Stated problem
Can you write out the whole listing exactly?

=======

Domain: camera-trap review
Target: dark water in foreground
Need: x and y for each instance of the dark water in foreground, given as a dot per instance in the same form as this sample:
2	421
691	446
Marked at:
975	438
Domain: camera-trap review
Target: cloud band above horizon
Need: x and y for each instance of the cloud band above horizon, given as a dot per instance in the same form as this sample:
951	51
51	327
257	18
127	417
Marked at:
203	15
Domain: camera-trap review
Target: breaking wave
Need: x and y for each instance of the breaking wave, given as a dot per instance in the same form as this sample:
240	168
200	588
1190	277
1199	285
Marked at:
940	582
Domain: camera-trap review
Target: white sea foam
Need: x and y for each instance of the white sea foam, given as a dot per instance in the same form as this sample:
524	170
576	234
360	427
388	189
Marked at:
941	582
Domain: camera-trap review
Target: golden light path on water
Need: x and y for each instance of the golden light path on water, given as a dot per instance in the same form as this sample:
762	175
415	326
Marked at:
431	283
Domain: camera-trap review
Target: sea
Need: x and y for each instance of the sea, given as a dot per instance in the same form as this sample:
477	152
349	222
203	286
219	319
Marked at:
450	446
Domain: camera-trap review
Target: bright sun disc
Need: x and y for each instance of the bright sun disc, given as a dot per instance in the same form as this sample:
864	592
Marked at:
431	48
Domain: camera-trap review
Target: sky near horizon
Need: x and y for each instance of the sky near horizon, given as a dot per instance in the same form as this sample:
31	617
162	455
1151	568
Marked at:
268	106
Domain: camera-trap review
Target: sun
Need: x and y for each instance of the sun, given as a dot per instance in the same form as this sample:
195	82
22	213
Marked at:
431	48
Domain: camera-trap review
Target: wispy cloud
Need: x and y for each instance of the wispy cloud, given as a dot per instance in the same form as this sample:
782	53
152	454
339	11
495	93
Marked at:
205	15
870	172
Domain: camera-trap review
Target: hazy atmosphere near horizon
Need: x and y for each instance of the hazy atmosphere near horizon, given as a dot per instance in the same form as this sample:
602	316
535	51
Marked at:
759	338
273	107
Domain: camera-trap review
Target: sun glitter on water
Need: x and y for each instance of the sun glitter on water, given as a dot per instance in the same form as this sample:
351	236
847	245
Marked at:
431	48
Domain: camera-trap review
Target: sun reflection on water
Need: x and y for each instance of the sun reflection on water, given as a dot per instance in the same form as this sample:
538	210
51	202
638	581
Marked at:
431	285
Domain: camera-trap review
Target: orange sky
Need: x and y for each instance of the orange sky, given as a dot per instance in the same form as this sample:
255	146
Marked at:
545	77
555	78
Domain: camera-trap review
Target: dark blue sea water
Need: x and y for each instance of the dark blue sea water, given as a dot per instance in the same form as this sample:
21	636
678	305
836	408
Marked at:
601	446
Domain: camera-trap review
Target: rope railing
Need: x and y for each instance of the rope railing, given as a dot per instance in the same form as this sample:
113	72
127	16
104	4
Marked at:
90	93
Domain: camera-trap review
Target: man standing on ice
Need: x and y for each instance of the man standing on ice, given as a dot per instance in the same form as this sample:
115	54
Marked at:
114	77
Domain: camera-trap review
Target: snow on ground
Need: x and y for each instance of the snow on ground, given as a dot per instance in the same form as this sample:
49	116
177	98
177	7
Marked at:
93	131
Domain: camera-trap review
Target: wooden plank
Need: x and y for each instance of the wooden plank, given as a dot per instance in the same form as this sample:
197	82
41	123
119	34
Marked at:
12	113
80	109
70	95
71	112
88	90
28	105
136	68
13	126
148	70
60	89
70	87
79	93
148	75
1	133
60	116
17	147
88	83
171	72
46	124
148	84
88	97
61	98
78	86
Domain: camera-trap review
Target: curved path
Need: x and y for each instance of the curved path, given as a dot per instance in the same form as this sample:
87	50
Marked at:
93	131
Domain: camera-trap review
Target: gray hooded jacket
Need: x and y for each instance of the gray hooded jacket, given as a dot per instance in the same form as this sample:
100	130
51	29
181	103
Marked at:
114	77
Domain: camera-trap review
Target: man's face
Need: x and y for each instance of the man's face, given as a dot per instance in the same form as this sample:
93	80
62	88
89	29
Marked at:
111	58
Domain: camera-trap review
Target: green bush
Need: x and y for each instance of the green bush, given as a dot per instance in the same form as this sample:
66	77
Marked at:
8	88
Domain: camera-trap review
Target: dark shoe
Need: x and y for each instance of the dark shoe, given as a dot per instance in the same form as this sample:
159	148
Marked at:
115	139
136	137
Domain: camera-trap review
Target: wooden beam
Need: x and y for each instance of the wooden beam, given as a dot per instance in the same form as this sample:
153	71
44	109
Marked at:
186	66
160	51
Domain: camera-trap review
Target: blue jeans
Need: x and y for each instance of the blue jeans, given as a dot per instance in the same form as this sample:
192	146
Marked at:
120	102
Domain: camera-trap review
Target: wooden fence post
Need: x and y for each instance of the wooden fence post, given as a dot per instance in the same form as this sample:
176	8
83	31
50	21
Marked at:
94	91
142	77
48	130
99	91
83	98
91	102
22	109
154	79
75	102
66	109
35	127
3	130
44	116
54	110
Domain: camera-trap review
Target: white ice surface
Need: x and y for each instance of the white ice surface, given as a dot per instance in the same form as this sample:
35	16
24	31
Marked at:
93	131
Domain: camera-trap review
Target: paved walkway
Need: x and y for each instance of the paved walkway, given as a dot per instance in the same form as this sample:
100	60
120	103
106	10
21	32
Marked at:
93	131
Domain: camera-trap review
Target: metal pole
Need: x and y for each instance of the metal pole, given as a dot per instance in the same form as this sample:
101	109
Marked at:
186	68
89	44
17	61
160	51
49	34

=======

The reply
Domain: camera-trap review
Target: dark water in foreground
Need: x and y for each instance of the dark water in foreground, given as a dot per instance in the same form as this sample:
2	421
691	446
Marked at:
975	438
Domain: camera-trap review
Target: cloud band above horizon
Need: x and y for each instance of the cloud band above horizon, given as a dot per instance in the same form as this sample:
951	51
51	327
257	18
127	417
Marked at:
203	15
Domain: camera-trap review
Target: breaking wave
Need: x and y for each instance of the breaking wave, given as a dot per instance in the same form as this sample:
240	168
200	588
1190	277
1199	285
Marked at:
940	582
Domain: camera-trap review
Target: white sea foam
Need: x and y for each instance of the white sea foam, given as a dot per instance in the same form as this sample:
524	170
576	234
360	427
388	189
Marked at:
941	582
Domain: camera-trap review
Target: golden light path on water
Need: x and y for each instance of the golden light path on water, given as a dot per instance in the same form as this sample:
762	175
415	326
Marked at:
431	283
Domain: camera-trap review
Target: sea
Need: x and y for each instance of the sea, given as a dot per instance in the same form as this sample:
477	152
349	222
203	286
219	319
Marked at:
450	446
Domain: camera-trap review
Target: bright sun disc
Need: x and y for each instance of the bright sun disc, given as a dot per instance in the same form as this sample:
864	592
Marked at:
431	48
Domain: camera-trap review
Target: sky near horizon
Need: x and y for each instance of the sky near horizon, given as a dot per instance in the same form as this sample:
31	617
162	455
1151	568
Marked at:
268	106
Domain: camera-trap review
Target: sun
Need: x and y for each instance of the sun, given as a dot per instance in the same form as this sample:
195	82
22	213
Marked at:
431	48
Domain: camera-trap review
Target: wispy cloud
Need: x and y for each instance of the wispy cloud, given as a dot per instance in the same form as this sample:
782	53
152	454
339	11
495	93
Marked at:
205	15
870	172
Domain: camera-trap review
Target: hazy atmosphere near horizon
Need: x and y for each instance of the hazy atmosphere near horizon, given as a dot per instance in the same form as this sample:
602	316
535	51
Marked at:
759	338
273	107
Domain: camera-trap review
Target: sun glitter on water
Need: x and y for each instance of the sun glitter on water, given as a dot per instance in the same form as this sample:
351	236
847	245
Marked at:
431	48
Domain: camera-trap review
Target: sun reflection on water
Need: x and y for each instance of the sun reflection on water, given as a dot per instance in the same form as this sample:
538	210
51	202
638	581
Marked at:
431	285
Domain: camera-trap review
Target: orange sky
Need: x and y for each instance of the orange sky, given as a dot per instance in the same form as this sample:
255	146
Marked at:
545	77
555	78
Domain: camera-trap review
Target: dark blue sea water
Need: x and y for each instance of the dark blue sea water, given as a dot per instance in the same form as this sample:
21	636
678	305
836	408
Marked at:
601	446
Domain: camera-trap review
Target: rope railing
Need: x and y for each instance of the rope railing, given as a dot per instance in the same form as this sample:
113	72
127	16
104	4
Marked at:
90	93
Domain: camera-trap review
Target: man standing on ice
Need: x and y for each instance of the man standing on ice, given as a dot per instance in the same form as this sample:
115	54
Marked at:
114	77
Domain: camera-trap review
Target: snow on ground
Need: x and y for each instance of the snow on ground, given as a dot per instance in the same form as this sample:
49	116
177	98
177	7
Marked at:
93	131
Domain: camera-trap review
Target: wooden plank
Need: x and y for each instance of the wooden plank, given as a dot per instance in the same form as this sample:
197	82
41	123
119	34
Marked at:
12	113
80	109
70	95
71	112
88	90
28	105
136	68
13	126
148	70
60	89
70	87
79	93
148	75
1	133
60	116
17	147
88	83
171	72
46	124
148	84
88	97
61	98
78	86
Domain: camera-trap review
Target: curved path
Need: x and y for each instance of the curved path, given as a dot per instance in the same form as this sample:
87	50
Marked at:
93	131
Domain: camera-trap review
Target: gray hooded jacket
Need: x and y for each instance of the gray hooded jacket, given as a dot per instance in the same form as this sample:
100	130
51	29
181	103
Marked at:
114	77
Domain: camera-trap review
Target: man's face
Need: x and y for each instance of the man's face, given as a dot per instance in the same form as this sample:
93	80
62	88
89	29
Marked at:
111	58
Domain: camera-trap review
Target: green bush
Need: x and y for each instance of the green bush, given as a dot per instance in the same form as this sample:
66	77
Marked at:
8	88
Domain: camera-trap review
Target: dark shoe
Need: x and y for each instance of the dark shoe, given as a dot per instance in the same form as this sample:
159	148
Marked at:
115	139
136	137
Domain: camera-trap review
Target: wooden beam
Need: x and y for each instance of the wooden beam, given as a dot per instance in the same form as this sample:
153	71
44	109
Marked at:
186	66
160	51
Domain: camera-trap review
Target: blue jeans
Need: x and y for each instance of the blue jeans, given as a dot per instance in the same form as this sample:
192	146
Marked at:
120	102
Domain: camera-trap review
Target: wooden fence post
Need: x and y for each instance of the wooden fence post, given as a dot per instance in the same form as this sample:
176	8
83	31
50	21
Marked at:
94	91
142	77
48	130
99	91
83	98
91	102
22	109
154	79
75	102
66	109
35	127
3	130
44	116
54	110
Domain: camera-trap review
Target: white ice surface
Need: x and y for each instance of the white ice surface, given as a dot per instance in the same form as this sample:
35	16
24	31
Marked at:
93	131
Domain: camera-trap review
Target: paved walkway
Need: x and y for each instance of the paved walkway, given as a dot per instance in the same form as this sample:
100	60
120	103
106	10
21	32
Marked at:
93	131
Domain: camera-trap review
Target: metal pole
Need: x and y for each instance of the metal pole, given as a dot per instance in the same form as this sample:
101	109
Marked at:
186	68
89	44
17	61
160	51
49	34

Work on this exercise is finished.